Her name is Ruth, and she is a mere mortal, but to many she is an angel. Ruth Henricks is the owner of The Huddle restaurant in San Diego, California. Her story begins back in 1989, during the height of the AIDS epidemic in the U.S. One of Ruth’s most frequent customers was a lanky young man named Scott, who came in for a meal every day. As Ruth came to know Scott, he confided in her that he was dying of AIDS and that he had become too weak to cook for himself …
“When I come in, I’m greeted by everyone. They know my name, and they pat me on the back and ask how it’s going today – no matter how I look. I’m so grateful for you and the homecooked meals. I depend on you for my meals, Ruth. If I’m not at The Huddle, you’ll know I’m not eating.”
And, of course, the day came when Scott no longer came to The Huddle. It was then that Ruth was talking to another customer, a doctor, about Scott, and the doc had a suggestion. He said Ruth could put a note on the cash register, offering to deliver meals to people with AIDS. She did, and the response was overwhelming. Ultimately, Ruth, the doctor, and a group of supporters started a non-profit called Special Delivery San Diego. Most of her original volunteers were her customers, and they started out delivering around 75 meals per day to AIDS patients.
Eventually, Ruth and Special Delivery expanded their services to provide meals to people with other illnesses, including cancer, kidney disease and other debilitating, chronic diseases. To-date, Special Delivery has served more than 6,000 people and prepared more than 1 million meals for them.
Clients are referred by social workers or doctors and receive three meals, five days a week. Many recipients are bedbound; some are living below the poverty line. According to one of their meal recipients, Alden Steffens …
“I can’t cope on my own. I can’t cook. I’m just drained. I probably would be dead if it wasn’t for Special Delivery and the food. It’s a joy every day when they ring the bell. It’s instant healing, even if you were sick five minutes before. They smile, and they treat you like a wonderful equal.”
In the early years, around 1993, one of the recipients of the Special Delivery meals was a young man named Rob. Rob had served in the Navy in the early 1980s and when he later found he had AIDS, his family disowned him. According to Ruth, “When we started feeding him, we became his family.” When Rob died, Ruth discovered that Rob had left a $25,000 life insurance policy to Special Delivery to help keep the program going.

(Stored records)
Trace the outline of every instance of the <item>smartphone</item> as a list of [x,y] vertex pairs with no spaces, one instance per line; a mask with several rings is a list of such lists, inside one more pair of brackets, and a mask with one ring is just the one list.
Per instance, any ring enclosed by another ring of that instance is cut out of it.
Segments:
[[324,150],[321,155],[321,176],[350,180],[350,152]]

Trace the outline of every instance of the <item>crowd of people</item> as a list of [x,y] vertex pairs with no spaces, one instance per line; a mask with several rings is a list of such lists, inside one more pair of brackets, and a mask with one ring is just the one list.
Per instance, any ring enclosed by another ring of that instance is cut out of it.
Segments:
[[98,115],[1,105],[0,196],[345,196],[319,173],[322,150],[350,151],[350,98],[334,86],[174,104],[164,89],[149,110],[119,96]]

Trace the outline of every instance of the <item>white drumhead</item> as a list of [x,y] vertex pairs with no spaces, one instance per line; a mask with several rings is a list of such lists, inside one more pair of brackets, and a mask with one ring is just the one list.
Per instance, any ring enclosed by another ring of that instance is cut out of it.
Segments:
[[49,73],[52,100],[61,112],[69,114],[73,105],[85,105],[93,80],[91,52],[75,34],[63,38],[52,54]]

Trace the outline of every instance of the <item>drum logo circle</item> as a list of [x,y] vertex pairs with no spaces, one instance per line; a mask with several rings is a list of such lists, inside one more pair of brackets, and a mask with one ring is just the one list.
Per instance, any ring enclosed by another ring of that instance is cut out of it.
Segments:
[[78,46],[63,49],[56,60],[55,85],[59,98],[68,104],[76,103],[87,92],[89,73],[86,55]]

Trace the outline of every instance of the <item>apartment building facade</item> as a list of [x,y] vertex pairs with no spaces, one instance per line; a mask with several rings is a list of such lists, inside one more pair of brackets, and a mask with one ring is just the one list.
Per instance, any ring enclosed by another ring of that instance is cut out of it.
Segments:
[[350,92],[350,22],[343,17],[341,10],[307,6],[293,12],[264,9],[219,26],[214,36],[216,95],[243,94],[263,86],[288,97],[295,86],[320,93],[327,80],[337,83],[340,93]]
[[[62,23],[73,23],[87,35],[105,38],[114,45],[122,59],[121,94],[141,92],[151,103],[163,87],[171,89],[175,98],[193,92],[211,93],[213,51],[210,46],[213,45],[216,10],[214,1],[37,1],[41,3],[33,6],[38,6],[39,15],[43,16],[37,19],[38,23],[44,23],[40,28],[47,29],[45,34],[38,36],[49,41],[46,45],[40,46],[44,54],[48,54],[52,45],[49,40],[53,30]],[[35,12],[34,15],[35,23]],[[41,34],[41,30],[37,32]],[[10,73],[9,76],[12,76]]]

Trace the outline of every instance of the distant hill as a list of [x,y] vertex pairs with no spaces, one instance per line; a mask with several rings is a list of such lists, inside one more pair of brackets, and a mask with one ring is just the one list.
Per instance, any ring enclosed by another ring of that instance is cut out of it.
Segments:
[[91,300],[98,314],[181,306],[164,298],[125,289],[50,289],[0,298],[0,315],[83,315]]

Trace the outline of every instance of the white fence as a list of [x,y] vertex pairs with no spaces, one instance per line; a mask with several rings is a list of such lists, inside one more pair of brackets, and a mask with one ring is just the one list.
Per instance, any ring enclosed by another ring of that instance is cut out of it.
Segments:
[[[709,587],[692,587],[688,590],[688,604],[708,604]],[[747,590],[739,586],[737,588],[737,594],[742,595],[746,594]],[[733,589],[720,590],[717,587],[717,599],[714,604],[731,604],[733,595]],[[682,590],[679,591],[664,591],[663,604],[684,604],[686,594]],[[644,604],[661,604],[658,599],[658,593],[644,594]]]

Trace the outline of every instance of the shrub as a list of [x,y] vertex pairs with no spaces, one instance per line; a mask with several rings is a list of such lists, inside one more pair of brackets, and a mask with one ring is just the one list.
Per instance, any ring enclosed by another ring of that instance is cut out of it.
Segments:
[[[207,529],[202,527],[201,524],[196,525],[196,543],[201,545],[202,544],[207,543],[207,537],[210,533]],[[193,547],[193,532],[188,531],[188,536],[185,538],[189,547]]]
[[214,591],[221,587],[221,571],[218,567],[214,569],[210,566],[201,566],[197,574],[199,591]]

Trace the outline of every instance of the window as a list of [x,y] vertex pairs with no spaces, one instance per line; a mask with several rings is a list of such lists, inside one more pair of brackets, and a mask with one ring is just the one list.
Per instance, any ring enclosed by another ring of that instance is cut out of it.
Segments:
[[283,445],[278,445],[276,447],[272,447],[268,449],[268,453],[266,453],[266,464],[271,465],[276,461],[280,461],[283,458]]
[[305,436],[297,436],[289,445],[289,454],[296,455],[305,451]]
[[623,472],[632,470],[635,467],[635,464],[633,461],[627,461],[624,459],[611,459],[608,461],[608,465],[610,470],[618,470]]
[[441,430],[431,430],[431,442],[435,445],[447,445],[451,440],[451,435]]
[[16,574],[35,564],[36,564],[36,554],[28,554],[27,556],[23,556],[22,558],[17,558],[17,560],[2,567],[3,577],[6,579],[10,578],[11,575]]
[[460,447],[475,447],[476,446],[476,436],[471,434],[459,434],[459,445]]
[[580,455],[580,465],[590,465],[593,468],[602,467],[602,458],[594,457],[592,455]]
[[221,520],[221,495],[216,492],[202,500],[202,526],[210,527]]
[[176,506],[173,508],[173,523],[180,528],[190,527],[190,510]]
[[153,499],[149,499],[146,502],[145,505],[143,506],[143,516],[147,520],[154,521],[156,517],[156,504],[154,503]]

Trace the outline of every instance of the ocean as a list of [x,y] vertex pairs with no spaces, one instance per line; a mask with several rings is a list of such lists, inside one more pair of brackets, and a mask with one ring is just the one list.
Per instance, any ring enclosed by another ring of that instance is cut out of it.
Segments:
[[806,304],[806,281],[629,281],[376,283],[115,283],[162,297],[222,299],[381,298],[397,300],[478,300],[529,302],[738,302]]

— Task set —
- 1) List every person the passage about Special Delivery San Diego identifies by name.
- 2) Pick up the passage about Special Delivery San Diego after its final sentence and keep writing.
These records have no connection to the text about Special Delivery San Diego.

— Answers for the exercise —
- 1) Ruth Henricks, Scott, Alden Steffens, Rob

- 2)
But Hendricks’ efforts don’t stop with only the food deliveries, for as she became more aware of her community, she began to see other needs. She opened a food pantry, which now benefits roughly 800 families a month. While running that pantry, Henricks found that many people had diabetes. So, she started a program tailored to their dietary needs, complete with a weekly nutrition class and free diabetic-friendly groceries.
Whew! Did I mention that Ruth is 75 years of age? Says Ruth …
“I have been very fortunate to attract the most loving, caring, hardworking volunteers. We share each other’s joys, sorrows. We feel good about what we’re doing. And it is a family. I have a few volunteers who are still with me from the day we started Special Delivery. And a lot of times I say, ‘Why do you keep coming back?’ And they say, ‘Well, we really believe in what we’ve created here.’
I’ve promised everyone that the diabetic program will be the last program, but I didn’t know there was going to be anything beyond the pantry, so we’ll see what comes. If we see some type of a food insecurity need in the community, we’re going to try and fix it. I can’t promise that everyone in San Diego will be able to eat tonight. But we’re going to try our best to feed the people in our corner of the world.”
I’ve got to give a two thumbs-up to Ruth and all her volunteers … 👍👍
I hope these stories helped to remind you that there are good people out there, silently operating behind the scenes to help others. They don’t advertise, they don’t toot their own horns … they simply do.